__Data entries__
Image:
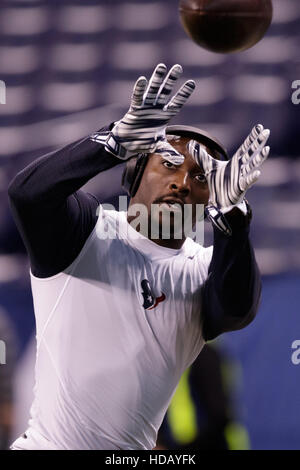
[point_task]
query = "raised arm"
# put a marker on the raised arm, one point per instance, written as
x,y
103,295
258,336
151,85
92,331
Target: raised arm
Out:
x,y
232,291
53,215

__Action item__
Give the entries again word for word, but skip the pictures.

__Exercise solution__
Image:
[point_task]
query = "raised arm"
# put a marker on the raised arm, one point per instance, written as
x,y
103,295
258,336
151,85
92,331
Target: raised arm
Out:
x,y
232,291
53,215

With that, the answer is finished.